TASK ITEM :: For every line of the material below, check for the string "children" and return the line if it is there.

----------

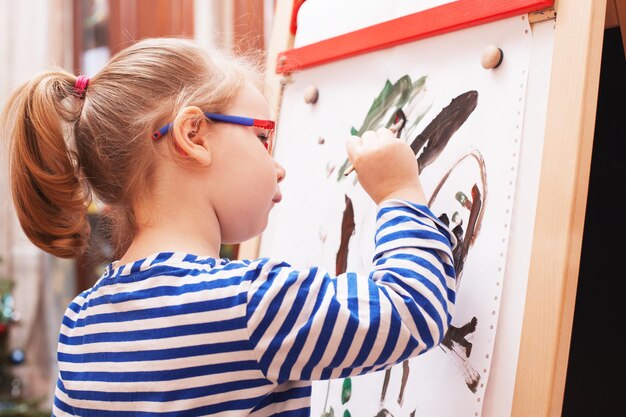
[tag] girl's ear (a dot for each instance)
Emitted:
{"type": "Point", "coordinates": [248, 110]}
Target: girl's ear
{"type": "Point", "coordinates": [191, 135]}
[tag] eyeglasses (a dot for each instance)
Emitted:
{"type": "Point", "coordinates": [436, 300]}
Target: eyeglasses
{"type": "Point", "coordinates": [268, 125]}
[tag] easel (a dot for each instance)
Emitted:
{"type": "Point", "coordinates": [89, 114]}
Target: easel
{"type": "Point", "coordinates": [282, 38]}
{"type": "Point", "coordinates": [558, 228]}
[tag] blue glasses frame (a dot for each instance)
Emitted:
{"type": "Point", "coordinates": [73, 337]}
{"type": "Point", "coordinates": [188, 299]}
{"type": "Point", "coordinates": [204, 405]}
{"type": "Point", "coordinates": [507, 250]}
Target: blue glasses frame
{"type": "Point", "coordinates": [269, 125]}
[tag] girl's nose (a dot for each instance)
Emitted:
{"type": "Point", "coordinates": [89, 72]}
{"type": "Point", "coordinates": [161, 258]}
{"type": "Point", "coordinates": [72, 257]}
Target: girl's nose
{"type": "Point", "coordinates": [280, 171]}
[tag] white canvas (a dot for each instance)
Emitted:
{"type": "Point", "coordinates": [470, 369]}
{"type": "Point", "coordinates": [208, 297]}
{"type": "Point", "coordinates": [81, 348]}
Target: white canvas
{"type": "Point", "coordinates": [305, 229]}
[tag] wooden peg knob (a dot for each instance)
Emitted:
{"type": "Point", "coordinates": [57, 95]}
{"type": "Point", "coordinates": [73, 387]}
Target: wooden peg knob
{"type": "Point", "coordinates": [491, 57]}
{"type": "Point", "coordinates": [310, 95]}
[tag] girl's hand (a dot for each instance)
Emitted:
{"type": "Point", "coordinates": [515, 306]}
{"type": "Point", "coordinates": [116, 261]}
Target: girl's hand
{"type": "Point", "coordinates": [386, 167]}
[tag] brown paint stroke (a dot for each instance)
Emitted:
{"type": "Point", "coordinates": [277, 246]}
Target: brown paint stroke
{"type": "Point", "coordinates": [439, 131]}
{"type": "Point", "coordinates": [347, 230]}
{"type": "Point", "coordinates": [455, 342]}
{"type": "Point", "coordinates": [476, 213]}
{"type": "Point", "coordinates": [405, 378]}
{"type": "Point", "coordinates": [383, 394]}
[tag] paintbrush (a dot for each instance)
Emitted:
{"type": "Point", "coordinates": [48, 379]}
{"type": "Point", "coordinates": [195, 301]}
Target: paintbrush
{"type": "Point", "coordinates": [395, 129]}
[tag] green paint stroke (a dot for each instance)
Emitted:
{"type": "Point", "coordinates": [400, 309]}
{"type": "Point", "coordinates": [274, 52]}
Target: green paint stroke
{"type": "Point", "coordinates": [392, 97]}
{"type": "Point", "coordinates": [329, 413]}
{"type": "Point", "coordinates": [346, 391]}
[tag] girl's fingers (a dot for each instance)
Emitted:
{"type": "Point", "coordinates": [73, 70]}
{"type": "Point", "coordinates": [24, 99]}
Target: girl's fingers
{"type": "Point", "coordinates": [354, 146]}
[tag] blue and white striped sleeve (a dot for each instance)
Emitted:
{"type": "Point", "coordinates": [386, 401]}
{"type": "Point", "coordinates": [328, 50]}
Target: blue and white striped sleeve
{"type": "Point", "coordinates": [307, 325]}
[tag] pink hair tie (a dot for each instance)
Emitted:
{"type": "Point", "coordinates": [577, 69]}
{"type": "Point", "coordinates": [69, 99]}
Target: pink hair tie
{"type": "Point", "coordinates": [81, 85]}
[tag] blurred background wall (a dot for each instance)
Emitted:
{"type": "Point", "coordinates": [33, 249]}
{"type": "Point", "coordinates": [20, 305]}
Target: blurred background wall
{"type": "Point", "coordinates": [80, 36]}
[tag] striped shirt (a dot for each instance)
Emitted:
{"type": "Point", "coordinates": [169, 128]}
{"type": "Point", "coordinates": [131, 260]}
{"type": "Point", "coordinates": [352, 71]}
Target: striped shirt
{"type": "Point", "coordinates": [181, 335]}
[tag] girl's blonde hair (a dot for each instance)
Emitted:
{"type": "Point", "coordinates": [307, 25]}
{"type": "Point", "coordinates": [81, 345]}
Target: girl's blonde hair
{"type": "Point", "coordinates": [63, 147]}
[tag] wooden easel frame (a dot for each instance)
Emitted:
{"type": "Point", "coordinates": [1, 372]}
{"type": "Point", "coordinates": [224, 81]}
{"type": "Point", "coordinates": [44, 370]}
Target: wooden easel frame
{"type": "Point", "coordinates": [562, 195]}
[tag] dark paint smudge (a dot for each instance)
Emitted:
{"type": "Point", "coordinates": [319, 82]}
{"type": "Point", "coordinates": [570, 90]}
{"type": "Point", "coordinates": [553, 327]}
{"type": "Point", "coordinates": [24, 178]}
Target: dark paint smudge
{"type": "Point", "coordinates": [437, 134]}
{"type": "Point", "coordinates": [405, 378]}
{"type": "Point", "coordinates": [392, 95]}
{"type": "Point", "coordinates": [347, 230]}
{"type": "Point", "coordinates": [455, 342]}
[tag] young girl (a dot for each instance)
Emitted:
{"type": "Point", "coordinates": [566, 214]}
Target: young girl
{"type": "Point", "coordinates": [176, 142]}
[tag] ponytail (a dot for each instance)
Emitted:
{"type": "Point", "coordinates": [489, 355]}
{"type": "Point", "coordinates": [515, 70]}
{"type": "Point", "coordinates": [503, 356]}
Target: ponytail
{"type": "Point", "coordinates": [49, 195]}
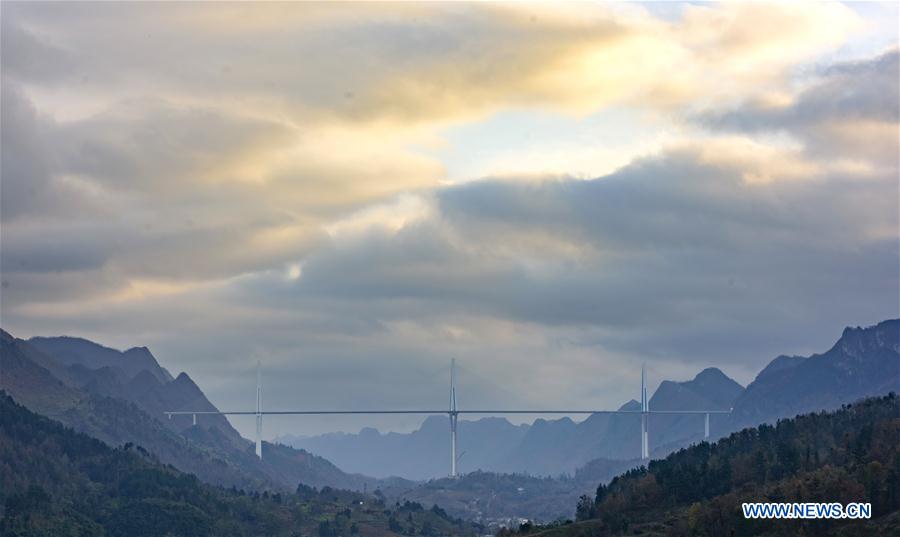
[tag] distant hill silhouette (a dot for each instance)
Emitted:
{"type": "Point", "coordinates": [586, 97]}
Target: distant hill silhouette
{"type": "Point", "coordinates": [849, 455]}
{"type": "Point", "coordinates": [58, 482]}
{"type": "Point", "coordinates": [865, 361]}
{"type": "Point", "coordinates": [84, 392]}
{"type": "Point", "coordinates": [544, 448]}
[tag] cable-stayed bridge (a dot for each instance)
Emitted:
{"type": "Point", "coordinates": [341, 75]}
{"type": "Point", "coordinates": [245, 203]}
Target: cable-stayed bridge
{"type": "Point", "coordinates": [453, 411]}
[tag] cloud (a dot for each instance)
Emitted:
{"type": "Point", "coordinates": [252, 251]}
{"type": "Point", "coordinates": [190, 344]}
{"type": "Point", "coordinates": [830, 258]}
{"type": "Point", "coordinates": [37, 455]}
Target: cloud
{"type": "Point", "coordinates": [850, 111]}
{"type": "Point", "coordinates": [283, 181]}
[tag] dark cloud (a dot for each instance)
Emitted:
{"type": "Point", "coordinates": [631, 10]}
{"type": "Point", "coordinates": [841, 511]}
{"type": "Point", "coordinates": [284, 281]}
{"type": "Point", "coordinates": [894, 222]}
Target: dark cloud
{"type": "Point", "coordinates": [831, 115]}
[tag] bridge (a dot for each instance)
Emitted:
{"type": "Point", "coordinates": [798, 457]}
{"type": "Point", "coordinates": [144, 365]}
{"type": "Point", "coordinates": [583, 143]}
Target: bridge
{"type": "Point", "coordinates": [453, 412]}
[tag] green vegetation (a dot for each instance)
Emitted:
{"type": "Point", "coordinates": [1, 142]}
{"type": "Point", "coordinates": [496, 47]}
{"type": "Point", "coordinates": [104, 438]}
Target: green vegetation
{"type": "Point", "coordinates": [850, 455]}
{"type": "Point", "coordinates": [57, 482]}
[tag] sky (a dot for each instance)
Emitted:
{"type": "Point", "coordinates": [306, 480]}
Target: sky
{"type": "Point", "coordinates": [354, 194]}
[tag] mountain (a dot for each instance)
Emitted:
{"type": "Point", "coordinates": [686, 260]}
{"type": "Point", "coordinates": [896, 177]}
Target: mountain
{"type": "Point", "coordinates": [421, 454]}
{"type": "Point", "coordinates": [850, 455]}
{"type": "Point", "coordinates": [499, 499]}
{"type": "Point", "coordinates": [71, 350]}
{"type": "Point", "coordinates": [117, 408]}
{"type": "Point", "coordinates": [55, 481]}
{"type": "Point", "coordinates": [863, 362]}
{"type": "Point", "coordinates": [544, 448]}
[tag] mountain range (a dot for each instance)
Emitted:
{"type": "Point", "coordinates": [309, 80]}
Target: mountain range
{"type": "Point", "coordinates": [119, 397]}
{"type": "Point", "coordinates": [863, 362]}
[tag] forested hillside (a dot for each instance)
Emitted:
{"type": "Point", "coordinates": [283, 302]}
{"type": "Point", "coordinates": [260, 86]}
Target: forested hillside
{"type": "Point", "coordinates": [850, 455]}
{"type": "Point", "coordinates": [57, 482]}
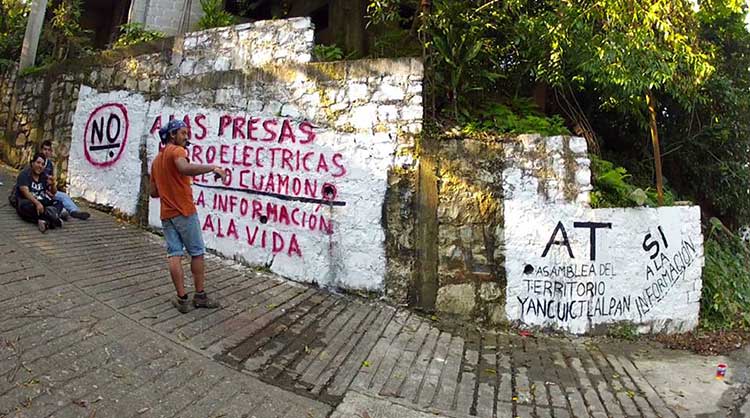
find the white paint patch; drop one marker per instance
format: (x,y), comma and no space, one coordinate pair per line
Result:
(305,201)
(572,267)
(104,166)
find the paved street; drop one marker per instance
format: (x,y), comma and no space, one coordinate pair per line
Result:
(87,331)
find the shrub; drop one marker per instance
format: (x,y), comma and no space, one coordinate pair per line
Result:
(725,302)
(135,33)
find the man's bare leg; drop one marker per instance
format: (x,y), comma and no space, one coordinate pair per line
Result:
(177,274)
(198,268)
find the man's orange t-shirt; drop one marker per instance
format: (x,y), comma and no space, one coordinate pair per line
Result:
(174,189)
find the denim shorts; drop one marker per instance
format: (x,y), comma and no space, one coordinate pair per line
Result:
(183,231)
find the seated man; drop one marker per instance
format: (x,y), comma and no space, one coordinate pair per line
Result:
(33,190)
(67,202)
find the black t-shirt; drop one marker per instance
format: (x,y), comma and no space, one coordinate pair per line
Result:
(37,188)
(49,168)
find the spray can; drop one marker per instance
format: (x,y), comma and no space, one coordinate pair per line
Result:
(721,371)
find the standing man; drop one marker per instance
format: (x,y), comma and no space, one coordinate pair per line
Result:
(33,190)
(170,181)
(68,204)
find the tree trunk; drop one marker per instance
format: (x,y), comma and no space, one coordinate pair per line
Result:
(655,142)
(33,30)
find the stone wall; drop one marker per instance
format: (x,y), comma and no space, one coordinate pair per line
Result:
(310,148)
(471,277)
(461,226)
(579,269)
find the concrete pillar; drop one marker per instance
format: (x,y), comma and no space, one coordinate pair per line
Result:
(33,30)
(138,11)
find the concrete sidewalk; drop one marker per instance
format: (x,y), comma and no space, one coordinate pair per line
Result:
(88,327)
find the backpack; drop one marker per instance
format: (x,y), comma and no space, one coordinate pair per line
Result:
(12,198)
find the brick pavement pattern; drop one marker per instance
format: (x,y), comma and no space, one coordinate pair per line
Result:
(88,326)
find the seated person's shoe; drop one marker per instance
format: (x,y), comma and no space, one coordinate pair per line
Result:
(203,301)
(51,215)
(80,215)
(182,305)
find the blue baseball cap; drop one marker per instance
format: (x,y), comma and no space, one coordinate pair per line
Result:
(172,126)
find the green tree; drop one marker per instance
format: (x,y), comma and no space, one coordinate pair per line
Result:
(214,15)
(708,147)
(631,52)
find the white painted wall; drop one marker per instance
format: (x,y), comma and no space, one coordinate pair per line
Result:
(109,176)
(352,256)
(644,266)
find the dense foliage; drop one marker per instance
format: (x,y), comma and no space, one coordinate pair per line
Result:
(214,15)
(725,300)
(595,62)
(135,33)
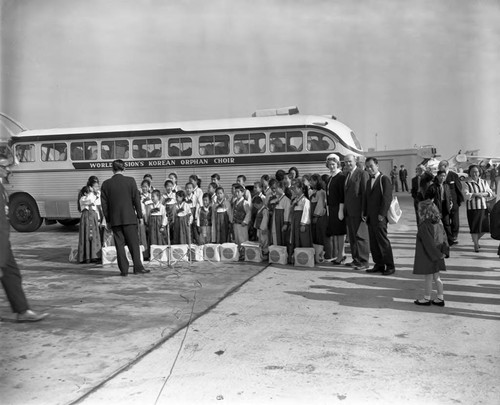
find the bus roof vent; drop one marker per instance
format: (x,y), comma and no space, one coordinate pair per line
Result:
(276,111)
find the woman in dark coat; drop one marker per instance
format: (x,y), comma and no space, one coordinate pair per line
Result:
(335,201)
(495,223)
(431,249)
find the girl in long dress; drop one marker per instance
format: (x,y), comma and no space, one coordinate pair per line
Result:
(430,251)
(318,210)
(222,217)
(300,217)
(145,204)
(182,220)
(280,228)
(156,220)
(335,201)
(89,240)
(168,199)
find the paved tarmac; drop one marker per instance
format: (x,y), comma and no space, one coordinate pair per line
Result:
(256,334)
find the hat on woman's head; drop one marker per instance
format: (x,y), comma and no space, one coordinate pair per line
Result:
(332,156)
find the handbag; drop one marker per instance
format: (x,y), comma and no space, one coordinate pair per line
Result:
(394,213)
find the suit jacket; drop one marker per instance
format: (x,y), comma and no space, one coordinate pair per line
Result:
(375,202)
(4,227)
(121,200)
(453,180)
(417,196)
(355,188)
(434,193)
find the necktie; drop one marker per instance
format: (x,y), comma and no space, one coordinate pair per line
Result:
(347,179)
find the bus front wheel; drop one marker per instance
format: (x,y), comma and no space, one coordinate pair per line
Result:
(69,222)
(23,213)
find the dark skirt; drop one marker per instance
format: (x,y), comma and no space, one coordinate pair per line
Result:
(335,225)
(318,227)
(280,237)
(89,241)
(181,231)
(221,227)
(478,221)
(300,239)
(143,239)
(155,236)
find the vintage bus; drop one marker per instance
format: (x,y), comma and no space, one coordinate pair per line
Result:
(54,164)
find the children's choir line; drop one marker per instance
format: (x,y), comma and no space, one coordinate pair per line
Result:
(285,210)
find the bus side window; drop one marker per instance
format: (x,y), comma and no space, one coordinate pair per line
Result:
(249,143)
(107,150)
(294,141)
(180,147)
(122,149)
(90,150)
(76,151)
(53,151)
(25,153)
(319,142)
(276,142)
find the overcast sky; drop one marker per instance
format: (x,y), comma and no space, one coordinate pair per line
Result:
(414,72)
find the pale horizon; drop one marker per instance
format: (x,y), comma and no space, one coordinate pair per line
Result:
(421,73)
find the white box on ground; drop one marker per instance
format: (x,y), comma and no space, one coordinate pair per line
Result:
(211,252)
(253,252)
(129,256)
(159,254)
(278,254)
(179,253)
(109,255)
(196,252)
(319,253)
(303,257)
(229,252)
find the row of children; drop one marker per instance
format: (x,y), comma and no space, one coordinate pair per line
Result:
(281,212)
(284,210)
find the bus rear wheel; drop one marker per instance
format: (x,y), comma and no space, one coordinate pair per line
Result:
(23,214)
(69,222)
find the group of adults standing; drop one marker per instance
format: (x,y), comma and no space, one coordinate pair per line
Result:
(358,202)
(448,193)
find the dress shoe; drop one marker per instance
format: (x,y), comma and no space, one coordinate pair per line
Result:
(425,302)
(438,302)
(376,269)
(30,316)
(388,271)
(142,271)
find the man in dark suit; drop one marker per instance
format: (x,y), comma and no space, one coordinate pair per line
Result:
(357,229)
(121,205)
(439,193)
(403,176)
(376,203)
(9,272)
(416,191)
(457,197)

----------

ANSWER SECTION ::
find the children's choir line; drop one marker per instance
find the row of children; drop one marker per instance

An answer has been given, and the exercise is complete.